[[ Records for the task open ]]

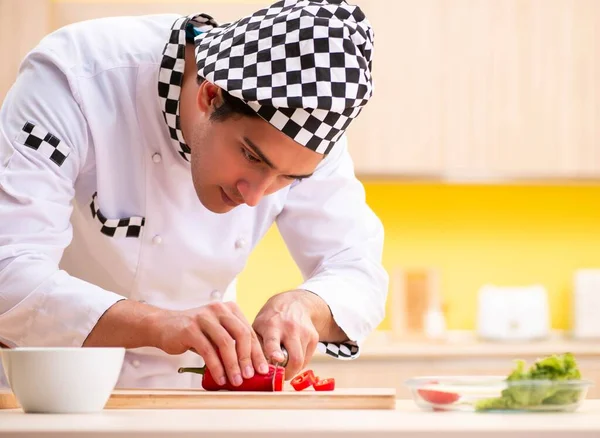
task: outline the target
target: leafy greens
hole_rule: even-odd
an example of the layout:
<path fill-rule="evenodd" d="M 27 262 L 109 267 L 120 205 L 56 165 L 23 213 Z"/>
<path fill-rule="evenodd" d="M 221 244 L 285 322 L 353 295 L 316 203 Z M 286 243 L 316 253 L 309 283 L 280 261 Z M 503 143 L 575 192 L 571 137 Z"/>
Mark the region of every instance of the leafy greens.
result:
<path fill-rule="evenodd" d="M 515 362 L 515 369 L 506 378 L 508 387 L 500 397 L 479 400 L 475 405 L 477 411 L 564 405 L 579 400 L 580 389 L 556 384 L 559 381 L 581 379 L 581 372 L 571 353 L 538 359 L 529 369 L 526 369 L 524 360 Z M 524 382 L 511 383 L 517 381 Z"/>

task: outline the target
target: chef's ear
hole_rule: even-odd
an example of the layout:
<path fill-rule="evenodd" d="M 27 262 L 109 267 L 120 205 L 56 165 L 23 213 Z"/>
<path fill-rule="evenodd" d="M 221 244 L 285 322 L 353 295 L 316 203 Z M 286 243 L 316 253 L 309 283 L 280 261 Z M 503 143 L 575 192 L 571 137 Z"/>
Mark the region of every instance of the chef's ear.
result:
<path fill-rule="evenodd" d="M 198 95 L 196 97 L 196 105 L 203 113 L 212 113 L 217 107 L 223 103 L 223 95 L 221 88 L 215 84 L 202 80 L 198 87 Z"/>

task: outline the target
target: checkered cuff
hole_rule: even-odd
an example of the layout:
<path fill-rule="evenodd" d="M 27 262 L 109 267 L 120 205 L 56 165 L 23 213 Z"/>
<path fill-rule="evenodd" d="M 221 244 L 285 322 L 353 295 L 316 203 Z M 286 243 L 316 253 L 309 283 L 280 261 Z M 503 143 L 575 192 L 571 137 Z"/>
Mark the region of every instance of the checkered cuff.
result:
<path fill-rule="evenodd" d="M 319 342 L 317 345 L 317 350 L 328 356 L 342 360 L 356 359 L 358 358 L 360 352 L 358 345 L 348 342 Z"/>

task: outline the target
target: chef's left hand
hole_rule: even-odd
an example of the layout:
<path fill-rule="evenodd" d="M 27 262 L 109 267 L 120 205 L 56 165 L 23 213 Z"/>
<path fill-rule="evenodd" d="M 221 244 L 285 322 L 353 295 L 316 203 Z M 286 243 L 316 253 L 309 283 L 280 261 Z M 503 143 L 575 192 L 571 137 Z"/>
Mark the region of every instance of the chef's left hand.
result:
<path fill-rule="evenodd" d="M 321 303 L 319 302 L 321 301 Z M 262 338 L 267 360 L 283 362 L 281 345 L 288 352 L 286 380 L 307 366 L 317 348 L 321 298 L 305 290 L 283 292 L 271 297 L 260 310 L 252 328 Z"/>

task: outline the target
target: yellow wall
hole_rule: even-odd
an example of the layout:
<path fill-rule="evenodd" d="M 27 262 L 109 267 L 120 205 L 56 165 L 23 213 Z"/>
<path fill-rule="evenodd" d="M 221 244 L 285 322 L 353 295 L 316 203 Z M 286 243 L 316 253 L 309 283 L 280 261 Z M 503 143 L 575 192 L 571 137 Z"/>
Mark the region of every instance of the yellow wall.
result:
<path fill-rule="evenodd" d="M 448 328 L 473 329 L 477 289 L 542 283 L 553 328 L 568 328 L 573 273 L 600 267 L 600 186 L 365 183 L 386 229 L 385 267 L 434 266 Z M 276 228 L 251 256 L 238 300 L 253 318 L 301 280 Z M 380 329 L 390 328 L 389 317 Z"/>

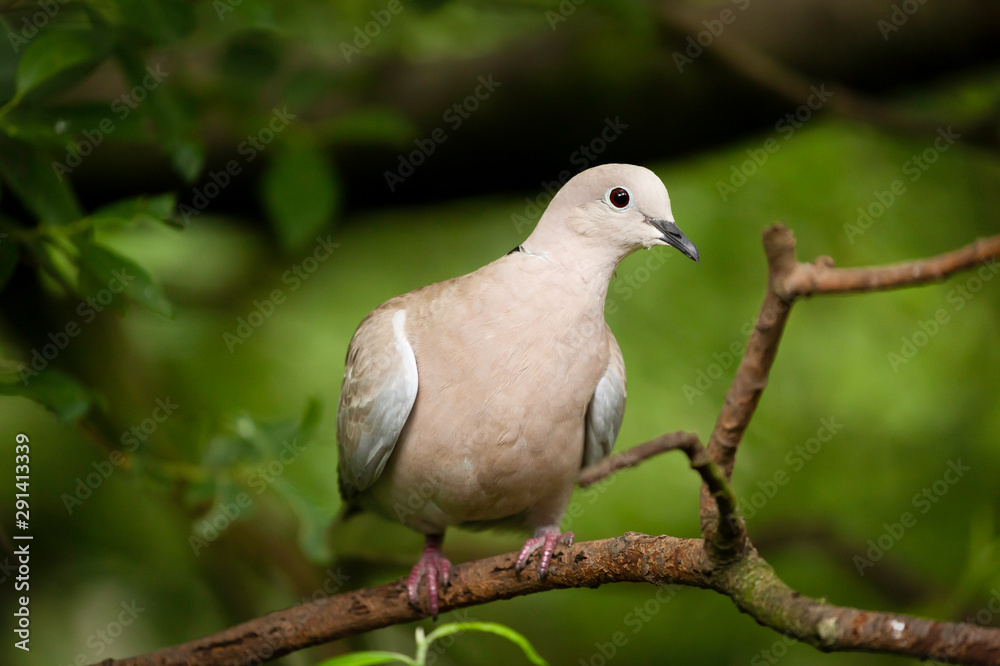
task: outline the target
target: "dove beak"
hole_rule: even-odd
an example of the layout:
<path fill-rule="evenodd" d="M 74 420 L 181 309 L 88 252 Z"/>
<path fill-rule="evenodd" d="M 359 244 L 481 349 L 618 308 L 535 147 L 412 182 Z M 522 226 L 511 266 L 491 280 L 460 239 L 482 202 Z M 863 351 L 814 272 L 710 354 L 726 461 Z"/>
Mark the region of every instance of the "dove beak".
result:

[[ Records for the task closed ]]

• [About this task]:
Please copy out each line in the entries that mentions the string "hand".

• [Solution to this exercise]:
target: chef's left hand
Mark the region of every instance of the chef's left hand.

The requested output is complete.